Request — Copy the material below from the line that contains "Expected: for every instance of the green" through its last line, requests included. Leave the requests as they are, but multiply every x and y coordinate in the answers by 0.35 and round each result to a whole number, rounding halves up.

Dataset —

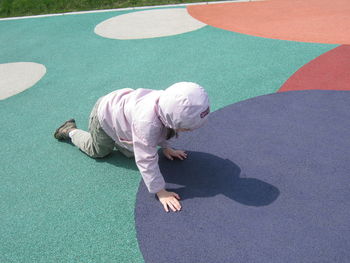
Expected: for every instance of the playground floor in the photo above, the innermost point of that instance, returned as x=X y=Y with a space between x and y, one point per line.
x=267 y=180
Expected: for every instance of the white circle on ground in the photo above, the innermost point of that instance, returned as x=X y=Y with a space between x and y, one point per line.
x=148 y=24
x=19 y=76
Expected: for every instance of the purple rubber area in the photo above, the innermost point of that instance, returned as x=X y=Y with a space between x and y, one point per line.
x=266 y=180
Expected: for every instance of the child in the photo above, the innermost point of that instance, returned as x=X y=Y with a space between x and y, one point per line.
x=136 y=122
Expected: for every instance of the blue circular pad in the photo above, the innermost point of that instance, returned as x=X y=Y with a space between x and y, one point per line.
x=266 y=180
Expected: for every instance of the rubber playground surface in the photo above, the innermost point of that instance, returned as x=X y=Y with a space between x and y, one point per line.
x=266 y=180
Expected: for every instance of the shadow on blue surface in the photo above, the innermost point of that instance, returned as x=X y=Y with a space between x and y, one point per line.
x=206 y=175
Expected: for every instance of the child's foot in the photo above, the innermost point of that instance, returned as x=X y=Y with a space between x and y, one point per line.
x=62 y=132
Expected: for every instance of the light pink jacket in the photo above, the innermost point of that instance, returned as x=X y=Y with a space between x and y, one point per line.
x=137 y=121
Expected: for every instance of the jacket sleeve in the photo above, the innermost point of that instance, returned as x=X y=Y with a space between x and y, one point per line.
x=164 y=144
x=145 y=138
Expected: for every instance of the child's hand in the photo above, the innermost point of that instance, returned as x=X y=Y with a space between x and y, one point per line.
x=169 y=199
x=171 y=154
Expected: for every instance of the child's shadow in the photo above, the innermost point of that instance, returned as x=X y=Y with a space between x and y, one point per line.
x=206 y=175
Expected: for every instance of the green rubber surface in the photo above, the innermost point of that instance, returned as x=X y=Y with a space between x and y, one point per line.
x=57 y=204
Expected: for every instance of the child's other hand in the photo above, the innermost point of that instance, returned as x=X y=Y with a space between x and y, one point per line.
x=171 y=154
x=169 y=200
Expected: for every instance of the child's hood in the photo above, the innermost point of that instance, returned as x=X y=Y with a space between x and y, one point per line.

Answer —
Expected: for every instance of the green rubber surface in the photo above, the innermost point of that instance, returned as x=X y=Y with a space between x and y, one point per line.
x=20 y=71
Expected: for every instance of the child's other hand in the photo above, the innermost point of that instance, returned as x=X y=Y with a space between x and y, one point per line.
x=60 y=54
x=59 y=70
Expected: for every instance of the child's hood in the photo above, the innermost point of that instance, returned as x=X y=Y with a space between x and y, one point per line.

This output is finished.